Count the lines in the rows below that contain the string "post", with case significant. Give only the number.

■ **Provided information**:
[Begin]

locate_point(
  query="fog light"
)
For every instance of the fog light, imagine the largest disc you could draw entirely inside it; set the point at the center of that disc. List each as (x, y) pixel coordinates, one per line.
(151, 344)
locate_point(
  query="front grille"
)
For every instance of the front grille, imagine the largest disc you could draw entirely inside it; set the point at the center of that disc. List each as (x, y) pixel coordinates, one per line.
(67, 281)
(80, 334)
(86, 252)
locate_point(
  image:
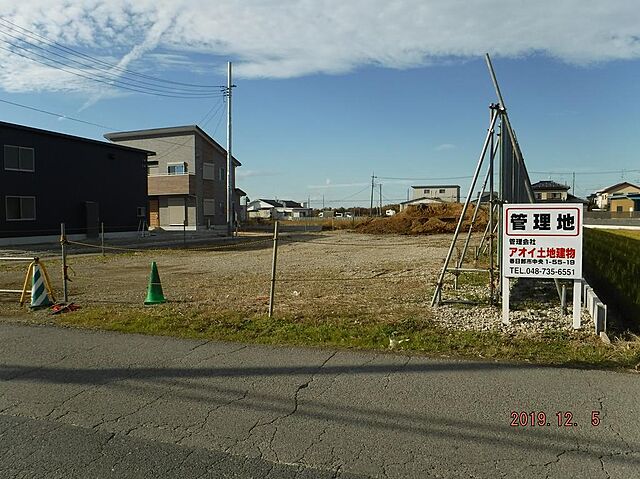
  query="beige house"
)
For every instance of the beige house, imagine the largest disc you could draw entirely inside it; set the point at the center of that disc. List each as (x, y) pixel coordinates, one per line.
(603, 197)
(446, 193)
(550, 191)
(418, 201)
(187, 179)
(621, 203)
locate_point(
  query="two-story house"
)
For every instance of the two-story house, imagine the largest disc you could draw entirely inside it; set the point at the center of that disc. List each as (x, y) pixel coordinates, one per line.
(446, 193)
(187, 179)
(603, 197)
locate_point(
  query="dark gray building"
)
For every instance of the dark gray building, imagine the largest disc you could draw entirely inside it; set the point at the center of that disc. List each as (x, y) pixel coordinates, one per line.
(48, 178)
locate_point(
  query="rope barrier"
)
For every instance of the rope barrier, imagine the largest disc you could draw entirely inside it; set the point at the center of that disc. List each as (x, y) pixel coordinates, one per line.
(367, 245)
(120, 248)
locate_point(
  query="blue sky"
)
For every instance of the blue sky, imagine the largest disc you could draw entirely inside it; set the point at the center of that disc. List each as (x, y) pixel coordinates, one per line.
(328, 93)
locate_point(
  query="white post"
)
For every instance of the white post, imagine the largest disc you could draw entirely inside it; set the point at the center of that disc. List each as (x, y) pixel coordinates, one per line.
(63, 245)
(505, 300)
(577, 299)
(229, 156)
(273, 268)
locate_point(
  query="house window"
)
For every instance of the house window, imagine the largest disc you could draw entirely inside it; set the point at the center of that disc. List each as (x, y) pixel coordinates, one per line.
(177, 168)
(209, 207)
(152, 167)
(18, 158)
(208, 171)
(20, 208)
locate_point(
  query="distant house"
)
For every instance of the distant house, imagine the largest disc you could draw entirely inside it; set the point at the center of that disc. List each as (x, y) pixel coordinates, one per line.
(446, 193)
(48, 178)
(602, 197)
(188, 179)
(277, 209)
(548, 191)
(627, 202)
(419, 201)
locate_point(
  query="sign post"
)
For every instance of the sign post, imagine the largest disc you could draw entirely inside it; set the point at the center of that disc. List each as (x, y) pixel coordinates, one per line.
(542, 241)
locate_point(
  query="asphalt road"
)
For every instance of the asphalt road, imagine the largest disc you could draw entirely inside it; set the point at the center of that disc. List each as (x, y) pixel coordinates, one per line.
(89, 404)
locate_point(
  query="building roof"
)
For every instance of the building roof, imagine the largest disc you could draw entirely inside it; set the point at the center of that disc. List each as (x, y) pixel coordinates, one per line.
(549, 185)
(625, 196)
(290, 204)
(269, 202)
(617, 186)
(281, 203)
(570, 199)
(30, 129)
(168, 131)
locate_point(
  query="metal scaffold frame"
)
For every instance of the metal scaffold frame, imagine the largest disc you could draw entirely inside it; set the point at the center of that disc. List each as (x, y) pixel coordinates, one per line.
(514, 186)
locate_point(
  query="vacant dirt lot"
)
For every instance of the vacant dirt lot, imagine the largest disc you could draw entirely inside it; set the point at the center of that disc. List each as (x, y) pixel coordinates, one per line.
(337, 273)
(381, 274)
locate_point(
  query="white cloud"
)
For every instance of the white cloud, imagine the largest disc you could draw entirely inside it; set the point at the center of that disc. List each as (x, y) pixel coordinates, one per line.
(445, 147)
(280, 39)
(328, 185)
(242, 174)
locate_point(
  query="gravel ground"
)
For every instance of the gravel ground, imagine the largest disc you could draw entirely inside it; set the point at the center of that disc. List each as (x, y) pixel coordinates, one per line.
(334, 272)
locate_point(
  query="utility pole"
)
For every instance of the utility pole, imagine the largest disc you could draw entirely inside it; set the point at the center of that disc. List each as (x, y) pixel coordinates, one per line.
(372, 186)
(230, 175)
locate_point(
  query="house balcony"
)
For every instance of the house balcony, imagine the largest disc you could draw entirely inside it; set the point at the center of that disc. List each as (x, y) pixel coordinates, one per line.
(178, 184)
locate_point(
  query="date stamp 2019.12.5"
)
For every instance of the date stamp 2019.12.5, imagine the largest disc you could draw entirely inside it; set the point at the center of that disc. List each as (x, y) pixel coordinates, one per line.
(557, 419)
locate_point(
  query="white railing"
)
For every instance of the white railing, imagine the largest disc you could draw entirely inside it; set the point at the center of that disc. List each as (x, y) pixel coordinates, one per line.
(172, 174)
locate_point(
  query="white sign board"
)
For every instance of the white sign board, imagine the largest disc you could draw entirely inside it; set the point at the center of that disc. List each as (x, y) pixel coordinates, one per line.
(542, 240)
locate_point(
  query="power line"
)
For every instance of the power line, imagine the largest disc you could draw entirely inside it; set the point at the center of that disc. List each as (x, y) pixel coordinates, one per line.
(110, 82)
(57, 46)
(58, 115)
(78, 120)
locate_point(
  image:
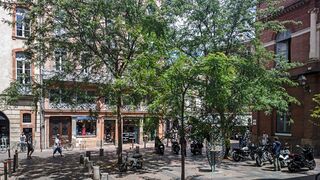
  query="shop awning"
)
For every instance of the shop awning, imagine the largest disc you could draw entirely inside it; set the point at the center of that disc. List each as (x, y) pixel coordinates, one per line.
(86, 118)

[End]

■ **In response**: 4